Todo quedó en eso hasta que, tiempo después, Samid marchó al
Obelisco, donde soltó un globo aerostático con la leyenda "Compre
argentino", enfrentándose a la política de importaciones del
Gobierno de -todavía- Carlos Menem. No podría decirse que fue
una gran idea. En julio de 1996, el fisco lo acusó de asociación
ilícita y evasión de impuestos por 88 millones de dólares, pero él
aseguró que las denuncias eran falsas, y en 1998, el juez a cargo de
la causa, Juan Carlos Liporace (procesado por presunto
enriquecimiento ilícito en 2001), imputó el carácter de
organizadores de la asociación al padre y al hermano de Samid,
Khalil y Manuel: los dos estaban muertos.
Finalmente, cuando en 2006 el presidente Néstor Kirchner decidió
regular el precio y restringir las exportaciones de carne para evitar
la inflación, Samid fue el único ganadero del país -el único- en
aplaudir la medida. Devino aliado del Gobierno, y sus colegas lo
echaron a patadas -literales- del mercado de Liniers, el más
importante de la Argentina.
-Ésa es la oligarquía vacuna. Quieren exportar porque les pagan
más afuera, pero si seguimos vendiendo, nos vamos a quedar sin
carne para nosotros. Y acá la carne no nos puede faltar.
-¿A usted le puede faltar?
-No creo. Yo tengo muchas vaquitas.
-Mi papá es bueno, bueno, bueno. Demasiado bueno.
Luz tiene 10 años, el pelo castaño, largo.
-Le decís 'Papi, ¿me das plata?', y te da.
Estudia -como todos sus hermanos estudiaron- en el Ward, un
colegio muy privado, muy bilingüe, muy caro, y quiere ser alguna
de todas estas cosas: escribana, arquitecta, actriz o artista de circo.
Mientras habla, se para de manos, se arquea.

→ LÍNEAS DE DATOS
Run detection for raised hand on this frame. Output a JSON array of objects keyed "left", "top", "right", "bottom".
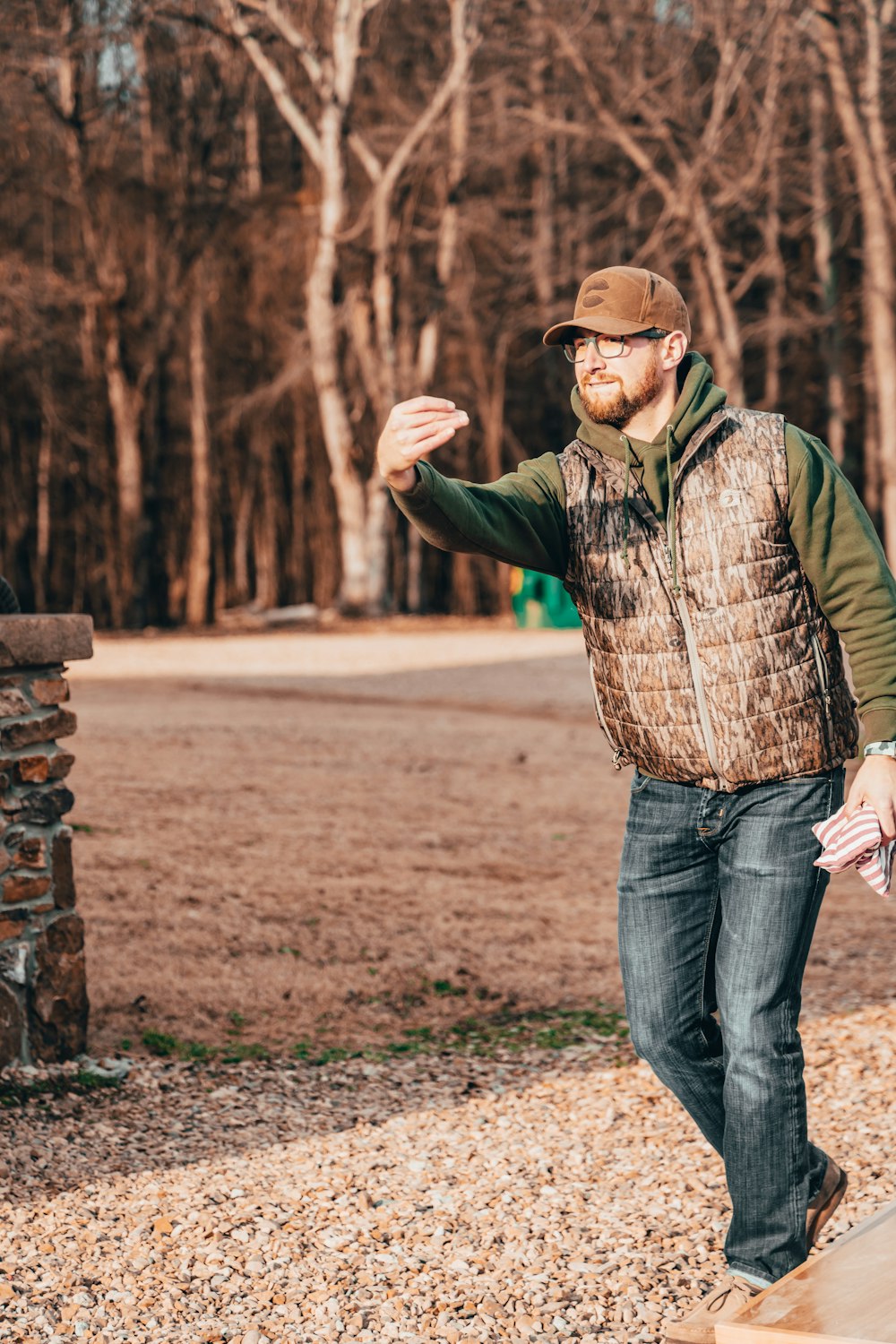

→ TAREA REQUERIDA 1
Resume en dos oraciones el texto sobre Samid.
→ TAREA REQUERIDA 2
Según el texto sobre Samid, ¿por qué, a juicio de Samid, los ganaderos quieren exportar, y qué consecuencia prevé si se sigue vendiendo afuera? Contesta en dos oraciones como máximo.
→ TAREA REQUERIDA 3
Reescribe el fragmento del texto sobre Samid entre "-Mi papá es" y "manos, se arquea.", ambos incluidos, cambiando "escribana" por "abogada".

→ RESULTADO 1
Después de soltar en el Obelisco un globo con la leyenda "Compre argentino" contra la política de importaciones de Menem, Samid fue acusado en 1996 de asociación ilícita y evasión de impuestos por 88 millones de dólares, aunque aseguró que las denuncias eran falsas. En 2006 fue el único ganadero del país que aplaudió la decisión de Néstor Kirchner de regular el precio y restringir las exportaciones de carne, se volvió aliado del Gobierno y sus colegas lo echaron del mercado de Liniers.

→ RESULTADO 2
Según Samid, los ganaderos quieren exportar porque les pagan más afuera. Advierte que, si se sigue vendiendo, el país se va a quedar sin carne para sí mismo.

→ RESULTADO 3
-Mi papá es bueno, bueno, bueno. Demasiado bueno.
Luz tiene 10 años, el pelo castaño, largo.
-Le decís 'Papi, ¿me das plata?', y te da.
Estudia -como todos sus hermanos estudiaron- en el Ward, un
colegio muy privado, muy bilingüe, muy caro, y quiere ser alguna
de todas estas cosas: abogada, arquitecta, actriz o artista de circo.
Mientras habla, se para de manos, se arquea.